Exercise details
The records below are to be repeated exactly, minus any pictures.

_ _ _

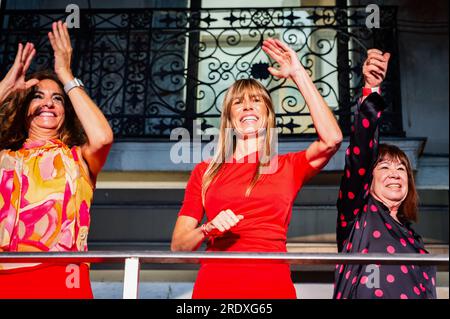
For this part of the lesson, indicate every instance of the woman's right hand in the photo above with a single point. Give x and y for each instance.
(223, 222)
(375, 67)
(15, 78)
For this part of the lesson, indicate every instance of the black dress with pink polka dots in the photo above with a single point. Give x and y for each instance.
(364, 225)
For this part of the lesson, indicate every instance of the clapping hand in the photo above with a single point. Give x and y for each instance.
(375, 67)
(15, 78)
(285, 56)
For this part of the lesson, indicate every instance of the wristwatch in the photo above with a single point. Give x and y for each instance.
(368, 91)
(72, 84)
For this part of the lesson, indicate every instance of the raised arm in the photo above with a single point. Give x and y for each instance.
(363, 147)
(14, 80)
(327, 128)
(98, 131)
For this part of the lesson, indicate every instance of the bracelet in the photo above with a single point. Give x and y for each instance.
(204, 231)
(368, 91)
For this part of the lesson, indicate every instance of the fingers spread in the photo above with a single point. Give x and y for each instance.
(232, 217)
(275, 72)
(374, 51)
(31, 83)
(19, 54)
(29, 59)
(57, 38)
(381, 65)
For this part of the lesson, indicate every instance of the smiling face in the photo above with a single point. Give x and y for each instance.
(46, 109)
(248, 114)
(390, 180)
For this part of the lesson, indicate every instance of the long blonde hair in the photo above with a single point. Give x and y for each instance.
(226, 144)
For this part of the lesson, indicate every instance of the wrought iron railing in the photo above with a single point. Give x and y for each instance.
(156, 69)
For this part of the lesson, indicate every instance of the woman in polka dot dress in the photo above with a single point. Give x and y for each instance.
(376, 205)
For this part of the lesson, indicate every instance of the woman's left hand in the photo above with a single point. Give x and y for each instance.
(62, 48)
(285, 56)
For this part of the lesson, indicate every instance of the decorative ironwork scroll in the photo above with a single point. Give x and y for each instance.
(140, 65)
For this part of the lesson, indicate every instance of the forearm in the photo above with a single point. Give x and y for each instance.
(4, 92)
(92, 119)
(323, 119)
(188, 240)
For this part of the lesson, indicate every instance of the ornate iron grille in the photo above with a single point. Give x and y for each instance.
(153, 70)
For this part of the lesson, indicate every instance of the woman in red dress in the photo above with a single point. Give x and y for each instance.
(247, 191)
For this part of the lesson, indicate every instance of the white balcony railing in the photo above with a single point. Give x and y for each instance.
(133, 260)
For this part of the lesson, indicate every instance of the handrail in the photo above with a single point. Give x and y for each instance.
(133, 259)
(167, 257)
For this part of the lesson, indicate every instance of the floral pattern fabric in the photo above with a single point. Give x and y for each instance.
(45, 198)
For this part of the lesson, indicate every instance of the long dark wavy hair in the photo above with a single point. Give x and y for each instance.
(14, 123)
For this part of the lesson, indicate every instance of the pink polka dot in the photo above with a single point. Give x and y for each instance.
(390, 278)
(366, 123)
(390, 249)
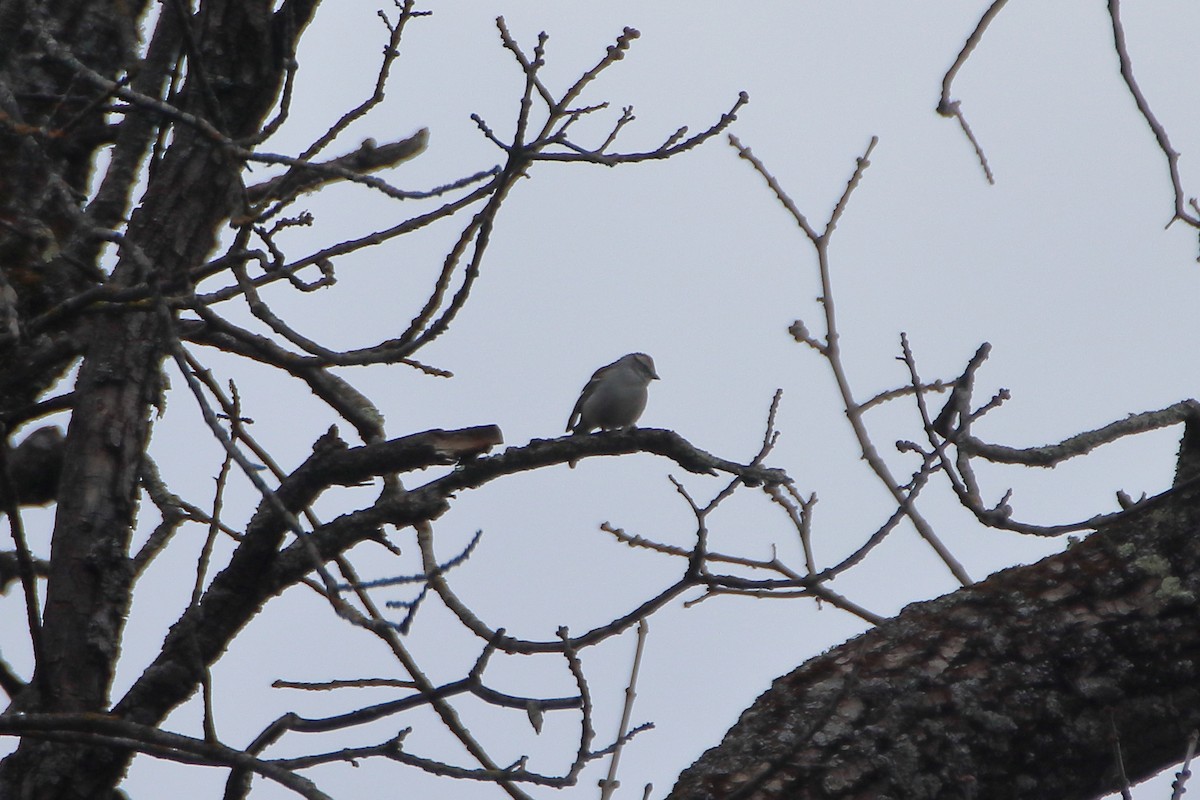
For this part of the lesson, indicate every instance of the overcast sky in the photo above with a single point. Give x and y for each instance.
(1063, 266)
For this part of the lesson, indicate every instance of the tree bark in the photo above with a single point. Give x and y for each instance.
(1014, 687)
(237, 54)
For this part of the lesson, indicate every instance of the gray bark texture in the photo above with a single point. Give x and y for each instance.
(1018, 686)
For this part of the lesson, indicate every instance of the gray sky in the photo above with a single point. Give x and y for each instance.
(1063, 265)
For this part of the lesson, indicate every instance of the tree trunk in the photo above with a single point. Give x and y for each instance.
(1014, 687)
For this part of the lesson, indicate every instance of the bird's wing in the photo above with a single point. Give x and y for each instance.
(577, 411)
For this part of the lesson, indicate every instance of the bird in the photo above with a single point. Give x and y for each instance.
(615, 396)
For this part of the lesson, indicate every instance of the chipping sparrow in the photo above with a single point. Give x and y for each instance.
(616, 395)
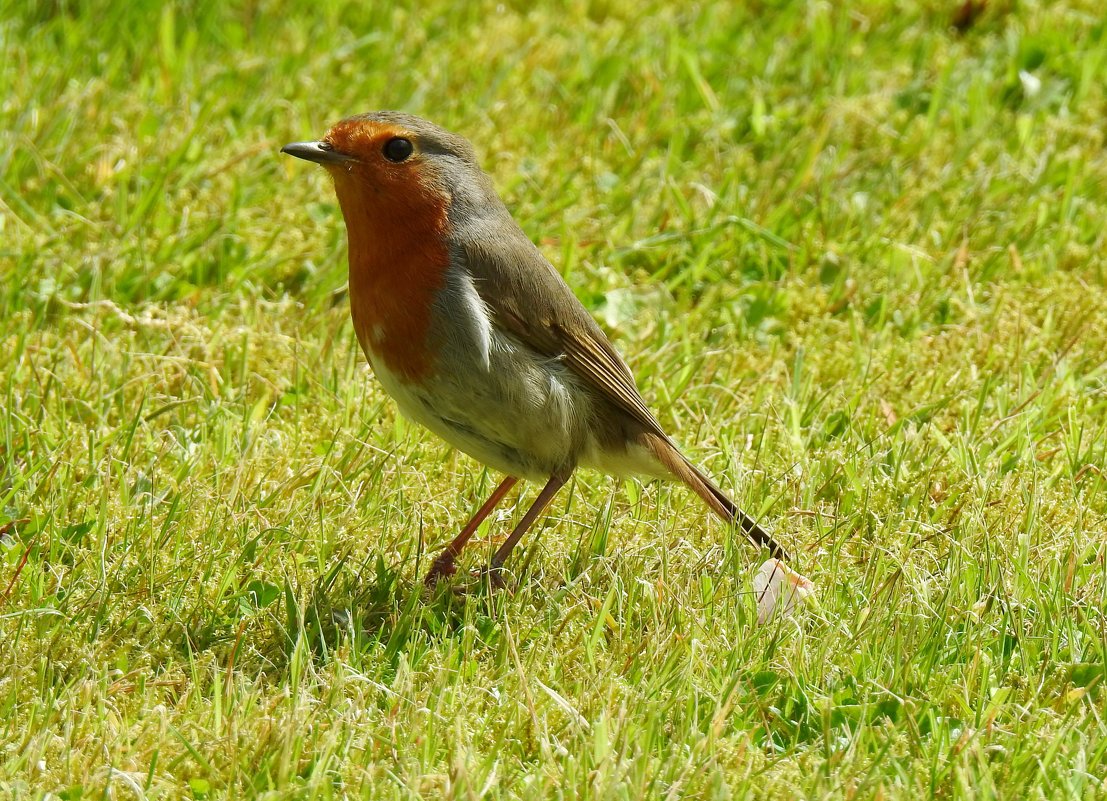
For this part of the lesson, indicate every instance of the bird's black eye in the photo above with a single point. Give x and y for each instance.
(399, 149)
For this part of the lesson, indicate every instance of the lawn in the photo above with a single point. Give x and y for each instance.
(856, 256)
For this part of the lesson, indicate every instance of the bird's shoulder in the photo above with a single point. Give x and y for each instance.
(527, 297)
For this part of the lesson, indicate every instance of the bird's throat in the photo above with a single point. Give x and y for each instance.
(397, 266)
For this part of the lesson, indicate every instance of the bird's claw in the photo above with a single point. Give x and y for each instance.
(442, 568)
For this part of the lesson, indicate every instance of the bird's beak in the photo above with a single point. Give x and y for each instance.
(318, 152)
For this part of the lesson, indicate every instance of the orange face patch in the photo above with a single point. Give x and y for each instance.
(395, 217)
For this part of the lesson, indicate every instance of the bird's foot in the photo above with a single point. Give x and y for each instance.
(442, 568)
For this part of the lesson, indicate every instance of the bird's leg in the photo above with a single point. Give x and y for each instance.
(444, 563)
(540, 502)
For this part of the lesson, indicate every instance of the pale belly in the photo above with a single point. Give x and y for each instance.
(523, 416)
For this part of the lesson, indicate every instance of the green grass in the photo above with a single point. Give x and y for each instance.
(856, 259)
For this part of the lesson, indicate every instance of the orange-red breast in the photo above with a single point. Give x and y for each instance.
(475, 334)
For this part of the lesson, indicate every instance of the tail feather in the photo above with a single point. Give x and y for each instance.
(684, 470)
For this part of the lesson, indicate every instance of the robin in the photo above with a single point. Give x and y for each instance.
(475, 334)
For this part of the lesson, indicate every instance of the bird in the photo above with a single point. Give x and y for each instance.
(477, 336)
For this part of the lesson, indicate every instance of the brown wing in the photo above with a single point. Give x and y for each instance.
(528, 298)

_ _ _

Task answer
For this part of the lesson, indicate every instance of the woman's right hand in the photo above with a single point. Give x and y for each instance.
(223, 222)
(375, 67)
(15, 78)
For this part of the lesson, indicate every instance of the black dress with pink polka dots in the photo above with a single point. Give x and y for each instance.
(364, 225)
For this part of the lesson, indicate every instance of the clapping hand in the photo above with a single point. Give x and y for each instance.
(375, 67)
(15, 78)
(285, 56)
For this part of the lesson, indicate every instance of the wristwatch in the photo above with a single point. Give x and y for each instance.
(368, 91)
(72, 84)
For this part of the lesson, indicate every instance of the raised arm in the photo above with a single point. Give x and y for each instance.
(363, 147)
(14, 80)
(327, 128)
(98, 131)
For this part of the lesson, indicate every instance of the bracelet in the photo above with a single point. Give x and y for each instance.
(204, 231)
(368, 91)
For this part of the lesson, indicate every instance of the fingers spread in the photo above with a single point. Give x and y for each instance.
(232, 217)
(275, 72)
(374, 51)
(31, 83)
(19, 54)
(29, 59)
(57, 38)
(381, 65)
For this part of the lesson, indicate every instance of the smiling face in the photo above with a single point. Give x and y for each instance.
(46, 109)
(248, 114)
(390, 180)
For this part of the lesson, indicate every instance of the long blonde hair in the photo above with a single point. Give x and y for each instance.
(226, 144)
For this part of the lesson, indicate every instance of the wrought iron railing in the photo above with a single point. Give x and y for each instance.
(156, 69)
For this part of the lesson, indicate every instance of the woman in polka dot dress in the photo above with a single point. Give x and y for each instance.
(376, 205)
For this part of the lesson, indicate every instance of the woman's left hand in the photo above with a single point. Give x and y for each instance.
(62, 48)
(285, 56)
For this part of the lesson, indicate every instance of the decorative ironwork scroll in the photo above with a single point. Give x and y for each instance.
(140, 65)
For this part of the lesson, indicate every instance of the forearm in the photo above with a single point. Give x and y for each instance.
(4, 92)
(92, 119)
(323, 119)
(188, 240)
For this part of the lesson, indicate every instance of the ornate iron grille in the photo above with a single point. Give x and y for each instance.
(153, 70)
For this part of the lesson, indicate every instance of the woman in red dress in the photo above with a single point. Give x and y for each instance.
(247, 191)
For this part of the lesson, indicate every instance of the white balcony railing in the photo above with a single point. Give x and y for each instance.
(133, 260)
For this part of the lesson, indicate every instance of the handrail in the photo above with a single point. Give x and y for each instance.
(133, 259)
(167, 257)
For this part of the lesson, indicate every instance of the floral pattern fabric in the photo above with a single point. Give x and y for each instance.
(45, 198)
For this part of the lesson, indicate every instance of the long dark wavy hair in the photo above with a single point. Give x and y for each instance.
(14, 123)
For this part of the lesson, indicate every instance of the pink polka dot in the photo above with a single point. Give x and y for each instance.
(390, 278)
(366, 123)
(390, 249)
For this part of the lesson, indicate every instance of the overcast sky in the photo above with a single point. Give x and y for each instance.
(1063, 266)
For this part of the lesson, indicate every instance of the tree bark in the photo above with a single point. Give x and y for each instance.
(1014, 687)
(237, 54)
For this part of the lesson, indicate every instance of the gray bark texture in the photo above with a single point. Give x and y for each instance.
(1018, 686)
For this part of the lesson, indicate every instance of the gray sky in the photo above with a single point. Give x and y for each instance.
(1063, 265)
For this part of the lesson, indicate every instance of the tree trunk in the photo above with a single point. Give x and y for each instance.
(1014, 687)
For this part of the lesson, indicate every instance of the bird's wing in the photo above with a single point. Give x and y for each instance.
(577, 411)
For this part of the lesson, indicate every instance of the bird in the photo above with a single point. Give x and y for each instance.
(615, 396)
For this part of the lesson, indicate every instance of the chipping sparrow in the photo above with a single point. Give x and y for each instance.
(616, 395)
For this part of the lesson, indicate every instance of the bird's black eye in the photo above with a single point. Give x and y for each instance.
(399, 149)
For this part of the lesson, indicate every instance of the lawn in the photo above with a single point. Give x and y for each instance.
(856, 256)
For this part of the lesson, indicate every instance of the bird's shoulder in the photo above with a single point. Give x and y for each instance.
(527, 297)
For this part of the lesson, indicate every instance of the bird's throat in the photo above with a single point. Give x and y for each instance.
(397, 266)
For this part of the lesson, indicate every instance of the bird's claw in the photo above with a single point. Give x and y for each instance.
(442, 568)
For this part of the lesson, indicate every instance of the bird's beak in the photo above with a single point. Give x and y for each instance.
(318, 152)
For this part of the lesson, indicate every instance of the orange face patch in the photo above with a single point. Give x and y for each instance.
(395, 217)
For this part of the lesson, indicate every instance of the bird's foot in the photo above with a single point. Give x and y for each instance.
(442, 568)
For this part of the lesson, indicate every instance of the bird's leg in the photo above with a single point. Give x and y for each instance.
(444, 563)
(540, 502)
For this part of the lesson, indicate every instance of the pale belly in the photo above with a single point. Give x and y for each instance.
(523, 416)
For this part of the lesson, indicate every instance of the green grass in the photo above with a single point. Give x and y for each instance.
(856, 259)
For this part of the lesson, indicate every instance of the orange-red breast in the photo above with a single point. Give x and y for each instance.
(475, 334)
For this part of the lesson, indicate every instance of the tail feather in the photo above with a single point. Give x and y for each instance.
(684, 470)
For this part of the lesson, indicate every instance of the robin in the photo above with a single point. Give x and y for each instance.
(475, 334)
For this part of the lesson, indicate every instance of the bird in the photo above with a single point. Give x and y for each instance.
(477, 336)
For this part of the lesson, indicate every instance of the brown wing in the photo above with a single point. Give x and y for each instance.
(528, 298)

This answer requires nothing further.